Enslaved to the Enlightenment

Zak Drabczyk Featured, Marxism, The Commune Leave a Comment


Growing up in the United States public education system, one is taught to revere the philosophies and days of old. In every classroom, the walls are decorated with pictures of the founding fathers and with posters of the “core democratic values”. Children sing songs commemorating the ideology of liberalism and patriotism. We were taught the importance of the constitution and looked at its writers as almost god-like figures; held to a standard above reproach.

Even in the adult realm of social theory and political economy, it seems as though the Enlightenment principles and philosophies, to which we broadly consider as becoming Liberalism, dominate every aspect of our socio-politics.

Certainly, there are many things about the Enlightenment that we can all feel warm and fuzzy about. The Enlightenment gave birth to ideas of a representative government, of freedom of speech and religion, and of the right to assembly and petition. Enlightenment philosophers also developed the epistemology of rationalism and empiricism, which have grown to encompass all of our scientific and academic advancement.

More importantly, the Enlightenment took a unique class character, one of the early bourgeoisie. It was this class character which, at the time, was termed by the landed aristocracy as “new money” that would in the next century swallow Europe in a period of industrialization and rapid economic growth never before imagined. This bourgeois thought also challenged the existing institutions of class suppression such as the Catholic Church; and would eventually destroy absolutist monarchy and feudalism in its quest for social domination.


So what about the Enlightenment is not properly understood or applied in the West particularly?

First a quick lesson in Marxism: Through Dialectical Materialism we understand the nature of how social forces moving and conflicting develop new social orders. Through Historical Materialism we understand the sum of history can be understood as a class struggle. With these understandings, we can view the Enlightenment as taking a specifically bourgeois class character. The West would like to paint the Enlightenment as a fixture of human advancement, owning no character but instead representing the timeless virtue of a liberal state. This, as we have come to understand, is completely fictitious and contradicts what we understand as Dialectical Materialism.

All of this begs the question: why is this important?

Well, similar to how the bourgeois dominate the legal interpretations of property and more importantly, physical property relations; bourgeois thought also dominates social discourse. We have allowed Enlightenment principles to impede our own judgement and prevent the development of new and revolutionary thought systems based on an ever-changing material condition. Rather than analyze a situation freely we have trapped ourselves in the intellectual stalemate of identifying the proper Liberal analysis and then applying it as if it was our own.

* [ENTRIES SHOWN]:
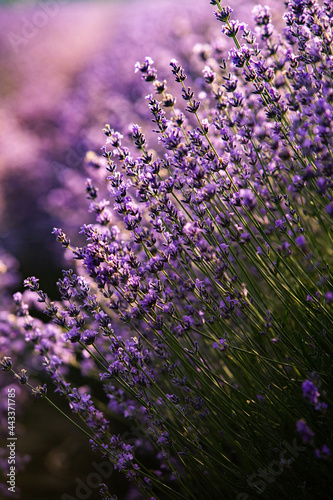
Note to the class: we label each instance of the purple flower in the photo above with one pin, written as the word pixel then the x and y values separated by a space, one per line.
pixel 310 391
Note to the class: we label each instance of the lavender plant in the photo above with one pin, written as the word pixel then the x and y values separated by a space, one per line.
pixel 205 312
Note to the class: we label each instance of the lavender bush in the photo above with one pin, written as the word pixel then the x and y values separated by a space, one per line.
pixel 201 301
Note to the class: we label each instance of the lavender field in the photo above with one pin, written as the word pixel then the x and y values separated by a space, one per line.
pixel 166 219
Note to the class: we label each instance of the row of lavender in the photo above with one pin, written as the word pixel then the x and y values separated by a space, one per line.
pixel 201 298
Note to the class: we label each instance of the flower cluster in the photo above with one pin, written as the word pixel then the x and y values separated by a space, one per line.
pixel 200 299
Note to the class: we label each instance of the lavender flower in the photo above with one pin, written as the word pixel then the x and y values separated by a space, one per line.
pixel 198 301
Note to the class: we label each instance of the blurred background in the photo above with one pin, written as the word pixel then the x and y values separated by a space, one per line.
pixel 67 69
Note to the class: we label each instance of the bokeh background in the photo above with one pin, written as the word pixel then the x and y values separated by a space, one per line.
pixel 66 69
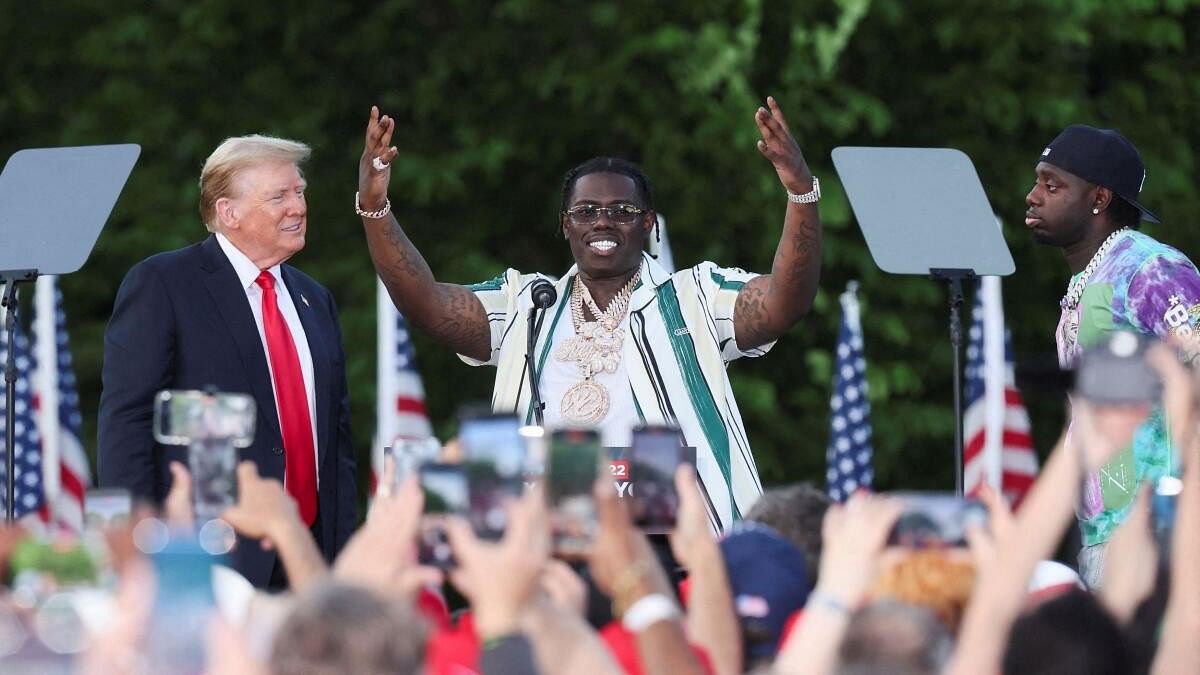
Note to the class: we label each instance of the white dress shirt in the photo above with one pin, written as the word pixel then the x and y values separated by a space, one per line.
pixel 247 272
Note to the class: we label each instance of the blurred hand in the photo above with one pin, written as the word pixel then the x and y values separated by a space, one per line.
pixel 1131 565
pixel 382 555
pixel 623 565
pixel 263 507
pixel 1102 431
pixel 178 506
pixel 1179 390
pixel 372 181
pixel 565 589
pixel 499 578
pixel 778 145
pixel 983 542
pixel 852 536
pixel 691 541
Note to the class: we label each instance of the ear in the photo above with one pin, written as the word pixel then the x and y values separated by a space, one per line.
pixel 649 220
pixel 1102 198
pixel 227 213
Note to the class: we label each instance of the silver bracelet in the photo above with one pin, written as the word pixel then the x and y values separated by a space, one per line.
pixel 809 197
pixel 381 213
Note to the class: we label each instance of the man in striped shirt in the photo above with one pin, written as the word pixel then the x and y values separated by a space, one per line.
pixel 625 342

* [WORK TO DO]:
**a.** Convert the stretch of the records from the line containing "Note to the class: we label each instance of the flower" through the line containing "pixel 227 213", both ends included, into a numbered list with no blank lines, and omit the pictures.
**b.** Carry on the essay about the Enlightenment from the point where it stops.

* [ANSWERS FOR THIS EXERCISE]:
**a.**
1. Note to the class: we label each instance of the flower cluster in the photo above with one pin, written as the word pixel then the x and y values separated by a space, one per line.
2. pixel 200 299
3. Note to the class: we label each instance of the lavender flower in the photo above with one pin, written as the word pixel then the x and y values separated by a space, one per line.
4. pixel 198 301
5. Note to the class: we label each instance of the blurred background in the photo above with one pin, written as the word pixel then the x and y values separated by a space, one per line.
6. pixel 67 69
7. Note to the class: we label each instance of the bokeh background in the photo above with one pin, written as the word pixel then the x and y values separated by a space, one per line.
8. pixel 66 69
9. Note to the class: we label each instance of the white dress shirt in the photo above with one pin, written as the word pixel then the x and y values separated by a space, one per line.
10. pixel 247 272
11. Note to the class: we label each instance of the blurred hand in the photo above with one pin, written as the word pixel then the x and y values separated by a space, one per line.
12. pixel 1131 565
13. pixel 382 555
14. pixel 623 565
15. pixel 263 507
16. pixel 1102 431
17. pixel 178 506
18. pixel 1179 390
19. pixel 372 181
20. pixel 565 589
21. pixel 499 578
22. pixel 778 145
23. pixel 983 542
24. pixel 852 536
25. pixel 691 541
26. Note to the class: we label each instance of the ear in the photo above with one pin, written as the word pixel then the x and y values separated by a space, one per line.
27. pixel 649 220
28. pixel 1102 198
29. pixel 227 213

**b.**
Let us take a rather simple example, study this photo for a moment:

What are some of the first things that come to your head? If you were raised anything like me, then you would first jump to criticize this picture as implying there is something wrong with income inequality (and we all know the importance of social inequality!). But why would we do this? The reason is we have been educated into a fixation with the idea of “individual liberty”, whether or not this concept makes sense, whether or not it applies to the hedge fund manager making billions of dollars, we immediately assume this must be an attack on his individual liberty; and then we make the even more peculiar conclusion that this is “bad”.

A very interesting question to ask would be, why should I care about his “individual liberty”? Why would it be “bad” if we were to seize all of his assets? If the ethics of capitalism produce a system where one man can hoard enough wealth to feed millions, then that interpretation of “individual liberty” is essentially useless to me; and until anyone proves otherwise, it should be considered useless as a priori ethics should have no weight without good reason.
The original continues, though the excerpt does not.